PASSAGE SHOWN:
****************

Pages

24 May 2016

Livio Pavanelli

Italian actor Livio Pavanelli (1881-1958) was a star of the Italian and in particular the German silent cinema. He also worked in Italian sound cinema as actor and production manager. And he directed four Italian films, in the silent and the sound era.

Livio Pavanelli
Italian postcard by La Rotofotografia, no. 83. Photo: Rinoscimento Film.

Xenia Desni and Livio Pavanelli in Küssen ist keine Sünd'
Austrian photo by Willinger, Wien. From Tatiana. Xenia Desni and Livio Pavanelli in the German silent film Die letzte Einquartierung aka Küssen ist keine Sünd'/Kissing is no sin (Rudolf Walther-Fein, Rudolf Dworsky, 1926).

Livio Pavanelli
Austrian postcard by Iris Verlag, no. 5154. Photo: Aafa / Lux Film Verleih.

Livio Pavanelli
Austrian postcard by Iris Verlag, no. 5311. Photo: Aafa Film / Lux-Film-Verleih.

Livio Pavanelli
German postcard by Ross Verlag, no. 1769/2, 1927-1928. Photo: Atelier Willinger, Wien (Vienna).

Divas


Livio Cesare Pavanelli was born in Copparo, Italy in 1881. He was member of a big family of farmers and merchants from the Ferrara area. His father Andrea was also a notable patriot in the Italian Risorgimento. As a consequence of financial disasters in the family he moved with his parents to Bologna where he visited the technical school. During his adolescence he wandered around Italy, eager for excitement. When in Venice in 1898, he fell in love with the stage while assisting a show of wandering artists. He performed with various companies like that of Antonio Gandusio, and in 1902 the Venetian company of Emilio Zago. He then shifted to the company of Gustavo Salvini and Ermete Zacconi, before reaching Eleonora Duse’s company with whom he stayed for 9 years, accompanying her at her foreign tours as well.

****************

TASKS TO CARRY OUT:
(1) Extract the passage of the Livio Pavanelli profile starting at "Italian actor Livio" and ending at "Rudolf Dworsky, 1926).", copying it word for word.
(2) Extend the Livio Pavanelli profile by writing what follows its final sentence.

Records from a point labeling set
****************

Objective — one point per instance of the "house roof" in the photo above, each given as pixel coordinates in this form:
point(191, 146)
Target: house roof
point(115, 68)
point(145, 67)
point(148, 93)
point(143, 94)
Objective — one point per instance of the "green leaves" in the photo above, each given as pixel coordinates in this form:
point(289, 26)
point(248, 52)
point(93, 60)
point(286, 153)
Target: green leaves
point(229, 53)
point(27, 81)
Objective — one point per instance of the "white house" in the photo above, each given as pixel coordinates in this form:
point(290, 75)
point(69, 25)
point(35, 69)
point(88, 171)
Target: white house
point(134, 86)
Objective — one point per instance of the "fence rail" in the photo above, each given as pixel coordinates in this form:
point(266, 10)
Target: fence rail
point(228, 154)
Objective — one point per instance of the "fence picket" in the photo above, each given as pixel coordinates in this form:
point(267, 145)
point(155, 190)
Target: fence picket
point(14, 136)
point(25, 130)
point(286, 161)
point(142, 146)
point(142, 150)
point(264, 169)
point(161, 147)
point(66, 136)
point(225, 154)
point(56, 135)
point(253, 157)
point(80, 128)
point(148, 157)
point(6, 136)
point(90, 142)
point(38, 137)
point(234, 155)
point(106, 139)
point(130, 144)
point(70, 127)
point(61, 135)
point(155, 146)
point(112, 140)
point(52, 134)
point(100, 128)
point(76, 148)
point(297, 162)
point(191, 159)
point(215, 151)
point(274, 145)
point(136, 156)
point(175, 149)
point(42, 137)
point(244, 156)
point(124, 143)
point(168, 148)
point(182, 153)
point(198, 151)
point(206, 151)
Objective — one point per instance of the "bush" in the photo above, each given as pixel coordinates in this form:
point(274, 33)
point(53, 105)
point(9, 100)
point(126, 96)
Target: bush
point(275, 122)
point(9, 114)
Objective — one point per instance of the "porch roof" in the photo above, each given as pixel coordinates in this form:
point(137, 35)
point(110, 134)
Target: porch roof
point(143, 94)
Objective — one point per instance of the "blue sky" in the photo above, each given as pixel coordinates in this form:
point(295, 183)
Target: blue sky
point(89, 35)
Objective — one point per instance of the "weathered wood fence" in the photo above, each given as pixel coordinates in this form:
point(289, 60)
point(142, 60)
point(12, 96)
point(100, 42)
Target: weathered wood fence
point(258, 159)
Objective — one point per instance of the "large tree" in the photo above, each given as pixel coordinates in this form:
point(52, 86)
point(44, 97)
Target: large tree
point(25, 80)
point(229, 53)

****************

TASK RESULTS:
(1)
Italian actor Livio Pavanelli (1881-1958) was a star of the Italian and in particular the German silent cinema. He also worked in Italian sound cinema as actor and production manager. And he directed four Italian films, in the silent and the sound era.

Livio Pavanelli
Italian postcard by La Rotofotografia, no. 83. Photo: Rinoscimento Film.

Xenia Desni and Livio Pavanelli in Küssen ist keine Sünd'
Austrian photo by Willinger, Wien. From Tatiana. Xenia Desni and Livio Pavanelli in the German silent film Die letzte Einquartierung aka Küssen ist keine Sünd'/Kissing is no sin (Rudolf Walther-Fein, Rudolf Dworsky, 1926).

(2)
In the early 1910s he performed leads in various films, starting in a series of short silent films with Pina Fabbri including Il delitto della via di Nizza (Henri Etievant, 1913) and Il romanzo di due vite/The novel of two lives (Attilio Fabbri, 1913). From 1914 on he starred in a series of films with Hesperia like L’ereditiera/The heiress (Baldassarre Negroni, 1914) and L’agguato/The trap (Guglielmo Zorzi, 1915); with Mercedes Brignone like Il re dell’Atlantico/The king of the Atlantic (Baldassarre Negroni, 1914) and Mezzanotte/Midnight (Augusto Genina, 1915); and with Gianna Terribili-Gonzales.

In 1916-1917 Pavanelli didn’t appear in a film, but in 1918 he was back in business. He starred opposite Francesca Bertini in various parts of the series I sette peccati capitali/The seven capital sins (Camillo De Riso a.o., 1918), La piovra/The Octopus (Edoardo Bencivenga, 1919) and Anima allegra/Happy soul (Roberto Roberti, 1919). He also appeared opposite another diva, Lyda Borelli, in Carnevalesca/Carnival (Amleto Palermi, 1918) and Una notte a Calcutta/A Night in Calcutta (Mario Caserini, 1918). In 1918 he also played Saint Sebastian in Enrico Guazzoni’s epic Fabiola (1918), with Elena Sangro in the title role, and he had a part in the propagandist fake biopic of Francesca Bertini: Mariute (Edoardo Bencivenga, 1918), starring the diva herself.

In those years, Thea Pavanelli aka Thea played with Pavanelli in La reginetta Isotta/The queen Isotta (1918), based on a story by Honoré de Balzac. Reportedly she was his wife, but no additional information is available about this. In the following years, Pavanelli became a superstar of the Italian silent cinema. He was the star of epic films like Il sacco di Roma/The Sack of Rome (Enrico Guazzoni, Giulio Aristide Sartorio, 1920), but he also appeared in a long list of diva films with Pina Menichelli such as La storia di una donna/A Woman's Story (Eugenio Perego, 1920), La verità nuda/Woman Against Woman (Telemaco Ruggeri, 1921), L’età critica/The critical age (Amleto Palermi, 1921), La seconda moglie/The second wife (Amleto Palermi, 1922), and La biondina/The Blonde (Amleto Palermi, 1923).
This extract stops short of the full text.